Reading comprehension problems, today? Read my first comment in my earlier post. (And regarding the word “challenge,” if Ravitch is simply describing problems, than she is not proposing solutions, so my use of the word is, indeed, the beginning of the issue.)

As to

You will note that I expressly did not claim that the Right is involved with phrases (although they are quite capable of throwing out words as if they were epithets and branding anything that they do not like as “PC” even when there is nothing political or “correct” about the issue. (I heard one Right-wing nutcase claim that “previously owned” was an example of “PC” when applied to cars.) What do you think the odds are of finding a reference to Ho Chi Minh or Fidel Castro using the phrase “freedom fighter”? Yet, whatever some may think of their use of power once they achieved it, they were very clearly freedom fighters in their early struggles.

I can, however, provide a list (initially short, more on demand) of cases where the Right has applied pressure to ensure censorship, which was the statement I actually made:

In textbooks:

Pushing Creation Science (or intimidating publishers to downplay or ignore evolution).

In history texts, fear of being denied access to Right-wing veto in most markets (with special note of Texas) has caused most publishers to:
Portray the conquest of North America as a struggle between hardy settlers and “uncivilized savages,” thus minimizing the amount of culture and civilization that the indians actually had while downplaying the violation of white laws used to further the expansion.
Ignore multiple slave revolts, presenting the image that, if not happy with their lot, blacks were resigned to slavery.
Ignore the white-on-black riots of the first half of the 20th century, so that there is no context in which to recognize the perceived “fear of success” in the black community.
Ignore that blacks participated in Civil Service administration from its creation until they were removed during the Wilson administration, giving the appearance that they were never involved in management (leaving the impression that they were probably not “suited” for it).
Portray the war with Spain as a liberating exercise for Cuba, the Philipines, and the other territories we confiscated, rather than recognizing that it was raw empire building in which we immediately suppressed the independence movements that were already active (and that we ostensibly got involved to help).

_Dataset extract_:
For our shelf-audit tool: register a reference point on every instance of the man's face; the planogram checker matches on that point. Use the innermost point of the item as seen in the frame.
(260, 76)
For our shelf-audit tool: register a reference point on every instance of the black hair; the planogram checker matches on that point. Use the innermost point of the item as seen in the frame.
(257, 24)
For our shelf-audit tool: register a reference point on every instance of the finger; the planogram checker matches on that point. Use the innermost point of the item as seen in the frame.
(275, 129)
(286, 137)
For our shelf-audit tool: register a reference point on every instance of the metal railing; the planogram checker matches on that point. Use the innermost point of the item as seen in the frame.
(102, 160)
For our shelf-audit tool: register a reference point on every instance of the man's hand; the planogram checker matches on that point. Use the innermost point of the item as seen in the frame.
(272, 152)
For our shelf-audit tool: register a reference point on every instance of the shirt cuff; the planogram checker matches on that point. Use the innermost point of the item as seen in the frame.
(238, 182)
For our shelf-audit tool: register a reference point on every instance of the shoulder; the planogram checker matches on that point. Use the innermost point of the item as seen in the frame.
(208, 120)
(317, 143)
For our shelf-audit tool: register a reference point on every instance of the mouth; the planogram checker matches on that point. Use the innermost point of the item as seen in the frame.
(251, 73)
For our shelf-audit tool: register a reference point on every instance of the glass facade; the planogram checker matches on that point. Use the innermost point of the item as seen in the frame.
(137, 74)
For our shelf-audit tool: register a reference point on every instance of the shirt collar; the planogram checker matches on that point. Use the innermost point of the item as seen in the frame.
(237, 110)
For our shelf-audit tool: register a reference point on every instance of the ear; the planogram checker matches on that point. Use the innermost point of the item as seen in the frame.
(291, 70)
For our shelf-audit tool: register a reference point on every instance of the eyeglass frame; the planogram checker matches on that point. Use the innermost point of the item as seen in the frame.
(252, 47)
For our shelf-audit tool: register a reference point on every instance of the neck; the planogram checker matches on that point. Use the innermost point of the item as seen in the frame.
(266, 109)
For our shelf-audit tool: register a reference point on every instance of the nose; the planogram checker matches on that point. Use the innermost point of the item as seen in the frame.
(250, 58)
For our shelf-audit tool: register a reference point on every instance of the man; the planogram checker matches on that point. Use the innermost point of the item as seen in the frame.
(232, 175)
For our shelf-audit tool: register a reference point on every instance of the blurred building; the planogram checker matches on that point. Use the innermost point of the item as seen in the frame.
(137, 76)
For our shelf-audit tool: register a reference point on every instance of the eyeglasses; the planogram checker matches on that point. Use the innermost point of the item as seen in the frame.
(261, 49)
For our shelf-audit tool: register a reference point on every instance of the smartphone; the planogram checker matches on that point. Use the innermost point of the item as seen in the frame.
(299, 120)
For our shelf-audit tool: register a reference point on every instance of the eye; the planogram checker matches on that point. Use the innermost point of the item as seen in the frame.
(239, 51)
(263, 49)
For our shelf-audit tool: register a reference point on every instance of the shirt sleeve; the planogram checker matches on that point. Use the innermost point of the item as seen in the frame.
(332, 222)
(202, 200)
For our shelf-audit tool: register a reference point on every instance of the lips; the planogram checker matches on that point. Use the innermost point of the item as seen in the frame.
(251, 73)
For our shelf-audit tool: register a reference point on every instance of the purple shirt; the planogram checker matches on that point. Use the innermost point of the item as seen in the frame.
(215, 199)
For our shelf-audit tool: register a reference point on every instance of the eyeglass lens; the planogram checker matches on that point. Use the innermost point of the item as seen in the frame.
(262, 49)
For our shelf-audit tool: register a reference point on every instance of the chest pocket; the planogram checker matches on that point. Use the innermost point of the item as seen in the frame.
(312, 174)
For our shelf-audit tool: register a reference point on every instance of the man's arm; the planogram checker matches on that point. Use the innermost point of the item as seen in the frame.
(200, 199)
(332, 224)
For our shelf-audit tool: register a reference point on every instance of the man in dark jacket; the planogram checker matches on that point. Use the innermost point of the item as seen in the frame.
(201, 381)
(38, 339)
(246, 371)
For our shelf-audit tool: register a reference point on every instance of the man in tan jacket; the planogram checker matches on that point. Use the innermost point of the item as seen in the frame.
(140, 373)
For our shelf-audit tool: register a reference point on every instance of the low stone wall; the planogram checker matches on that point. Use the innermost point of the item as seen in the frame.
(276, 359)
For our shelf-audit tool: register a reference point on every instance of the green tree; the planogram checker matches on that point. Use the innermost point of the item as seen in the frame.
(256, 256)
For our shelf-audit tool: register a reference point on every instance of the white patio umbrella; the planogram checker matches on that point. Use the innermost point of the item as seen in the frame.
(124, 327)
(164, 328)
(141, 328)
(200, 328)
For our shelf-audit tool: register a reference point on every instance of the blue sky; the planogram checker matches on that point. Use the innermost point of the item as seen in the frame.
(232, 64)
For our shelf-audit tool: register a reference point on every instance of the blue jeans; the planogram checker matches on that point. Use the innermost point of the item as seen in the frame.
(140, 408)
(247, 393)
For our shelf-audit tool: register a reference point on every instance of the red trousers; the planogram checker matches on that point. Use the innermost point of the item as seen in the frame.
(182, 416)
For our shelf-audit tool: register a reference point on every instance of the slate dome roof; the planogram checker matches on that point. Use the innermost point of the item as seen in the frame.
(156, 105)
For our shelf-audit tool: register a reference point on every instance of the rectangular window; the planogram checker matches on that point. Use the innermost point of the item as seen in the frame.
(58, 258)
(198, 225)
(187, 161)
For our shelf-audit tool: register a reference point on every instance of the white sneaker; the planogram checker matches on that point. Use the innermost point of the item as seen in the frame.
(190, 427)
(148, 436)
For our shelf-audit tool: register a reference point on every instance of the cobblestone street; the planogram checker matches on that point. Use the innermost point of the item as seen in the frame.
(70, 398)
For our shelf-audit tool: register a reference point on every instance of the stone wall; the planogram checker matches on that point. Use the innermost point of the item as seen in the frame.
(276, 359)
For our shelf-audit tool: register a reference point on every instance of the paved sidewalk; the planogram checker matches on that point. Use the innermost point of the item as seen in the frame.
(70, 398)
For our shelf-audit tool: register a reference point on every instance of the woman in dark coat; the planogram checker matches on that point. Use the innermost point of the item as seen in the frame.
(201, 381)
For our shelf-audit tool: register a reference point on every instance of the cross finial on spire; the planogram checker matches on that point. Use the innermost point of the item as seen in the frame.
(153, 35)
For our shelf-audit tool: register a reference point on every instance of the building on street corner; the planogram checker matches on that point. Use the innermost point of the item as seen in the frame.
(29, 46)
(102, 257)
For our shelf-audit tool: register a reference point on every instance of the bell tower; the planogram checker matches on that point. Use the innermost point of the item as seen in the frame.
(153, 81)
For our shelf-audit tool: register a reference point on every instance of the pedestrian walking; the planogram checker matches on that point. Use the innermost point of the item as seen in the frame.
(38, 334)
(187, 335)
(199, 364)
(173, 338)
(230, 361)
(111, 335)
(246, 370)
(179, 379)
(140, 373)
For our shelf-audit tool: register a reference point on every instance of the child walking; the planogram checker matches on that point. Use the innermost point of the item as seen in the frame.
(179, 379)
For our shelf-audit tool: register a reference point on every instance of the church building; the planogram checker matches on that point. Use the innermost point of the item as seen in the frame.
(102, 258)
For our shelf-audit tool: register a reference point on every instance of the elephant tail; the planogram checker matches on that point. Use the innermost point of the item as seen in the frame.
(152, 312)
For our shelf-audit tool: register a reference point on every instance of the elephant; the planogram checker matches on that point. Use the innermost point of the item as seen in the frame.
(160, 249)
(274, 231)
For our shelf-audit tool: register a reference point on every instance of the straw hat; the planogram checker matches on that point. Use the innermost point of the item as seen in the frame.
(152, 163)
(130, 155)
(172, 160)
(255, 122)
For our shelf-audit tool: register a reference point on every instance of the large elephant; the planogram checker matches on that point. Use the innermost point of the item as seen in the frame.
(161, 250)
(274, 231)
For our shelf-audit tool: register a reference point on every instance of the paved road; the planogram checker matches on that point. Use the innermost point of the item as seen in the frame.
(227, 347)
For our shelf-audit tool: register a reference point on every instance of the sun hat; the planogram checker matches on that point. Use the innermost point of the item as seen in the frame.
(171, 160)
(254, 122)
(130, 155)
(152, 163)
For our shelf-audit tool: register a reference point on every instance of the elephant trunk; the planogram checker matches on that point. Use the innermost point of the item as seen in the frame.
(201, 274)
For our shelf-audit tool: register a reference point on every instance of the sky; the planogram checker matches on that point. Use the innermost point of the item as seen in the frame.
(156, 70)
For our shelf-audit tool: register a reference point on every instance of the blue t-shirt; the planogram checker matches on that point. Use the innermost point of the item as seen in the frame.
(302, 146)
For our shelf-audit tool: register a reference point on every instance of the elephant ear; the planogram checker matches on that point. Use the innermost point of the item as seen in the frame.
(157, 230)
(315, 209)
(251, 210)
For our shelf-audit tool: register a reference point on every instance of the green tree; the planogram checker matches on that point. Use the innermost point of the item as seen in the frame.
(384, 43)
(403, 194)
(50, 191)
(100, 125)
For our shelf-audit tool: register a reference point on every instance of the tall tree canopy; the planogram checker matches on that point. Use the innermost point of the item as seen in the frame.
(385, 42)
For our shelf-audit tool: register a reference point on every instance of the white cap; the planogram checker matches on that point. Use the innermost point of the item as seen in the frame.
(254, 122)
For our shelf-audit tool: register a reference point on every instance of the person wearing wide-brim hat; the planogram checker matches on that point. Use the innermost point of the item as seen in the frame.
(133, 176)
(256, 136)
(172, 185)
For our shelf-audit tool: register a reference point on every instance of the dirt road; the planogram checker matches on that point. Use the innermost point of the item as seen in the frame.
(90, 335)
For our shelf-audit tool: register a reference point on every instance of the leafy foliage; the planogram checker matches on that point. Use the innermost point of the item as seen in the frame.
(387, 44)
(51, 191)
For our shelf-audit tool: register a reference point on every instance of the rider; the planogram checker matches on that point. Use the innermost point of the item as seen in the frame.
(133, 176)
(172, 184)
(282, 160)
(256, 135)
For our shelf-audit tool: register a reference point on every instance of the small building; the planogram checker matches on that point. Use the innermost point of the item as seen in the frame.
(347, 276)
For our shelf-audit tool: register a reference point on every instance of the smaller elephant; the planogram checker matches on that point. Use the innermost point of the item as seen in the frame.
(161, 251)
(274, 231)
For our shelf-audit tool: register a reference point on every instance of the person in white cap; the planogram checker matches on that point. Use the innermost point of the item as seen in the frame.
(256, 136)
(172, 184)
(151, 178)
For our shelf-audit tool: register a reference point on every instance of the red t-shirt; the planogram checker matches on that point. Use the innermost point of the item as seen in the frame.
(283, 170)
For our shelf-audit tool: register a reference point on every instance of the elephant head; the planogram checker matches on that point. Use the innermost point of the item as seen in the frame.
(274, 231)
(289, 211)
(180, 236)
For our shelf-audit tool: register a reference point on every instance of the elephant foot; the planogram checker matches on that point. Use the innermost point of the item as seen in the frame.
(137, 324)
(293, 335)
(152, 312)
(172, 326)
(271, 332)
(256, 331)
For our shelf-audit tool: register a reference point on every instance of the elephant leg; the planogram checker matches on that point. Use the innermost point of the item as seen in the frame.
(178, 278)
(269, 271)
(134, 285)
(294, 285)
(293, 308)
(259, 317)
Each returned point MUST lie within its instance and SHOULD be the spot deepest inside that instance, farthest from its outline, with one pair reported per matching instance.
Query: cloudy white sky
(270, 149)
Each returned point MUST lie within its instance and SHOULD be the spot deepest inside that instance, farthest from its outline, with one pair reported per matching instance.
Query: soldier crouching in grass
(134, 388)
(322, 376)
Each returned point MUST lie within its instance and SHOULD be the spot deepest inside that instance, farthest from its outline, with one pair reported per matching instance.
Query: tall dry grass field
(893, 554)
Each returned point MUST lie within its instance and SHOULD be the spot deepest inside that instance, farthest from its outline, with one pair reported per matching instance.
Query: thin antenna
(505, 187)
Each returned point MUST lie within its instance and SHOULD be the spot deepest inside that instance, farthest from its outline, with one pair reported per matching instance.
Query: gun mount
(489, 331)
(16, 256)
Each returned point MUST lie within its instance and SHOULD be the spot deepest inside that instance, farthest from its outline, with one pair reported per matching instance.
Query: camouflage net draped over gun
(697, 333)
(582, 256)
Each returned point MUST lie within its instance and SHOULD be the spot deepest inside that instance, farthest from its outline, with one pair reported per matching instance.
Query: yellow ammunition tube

_Tasks for this exercise_:
[A] According to the comment, during which administration were blacks removed from Civil Service administration?
[B] Please set down the stretch of the comment from "In history texts, fear" through "the black community.".

_Numbered responses_:
[A] They were removed during the Wilson administration.

[B]
In history texts, fear of being denied access to Right-wing veto in most markets (with special note of Texas) has caused most publishers to:
Portray the conquest of North America as a struggle between hardy settlers and “uncivilized savages,” thus minimizing the amount of culture and civilization that the indians actually had while downplaying the violation of white laws used to further the expansion.
Ignore multiple slave revolts, presenting the image that, if not happy with their lot, blacks were resigned to slavery.
Ignore the white-on-black riots of the first half of the 20th century, so that there is no context in which to recognize the perceived “fear of success” in the black community.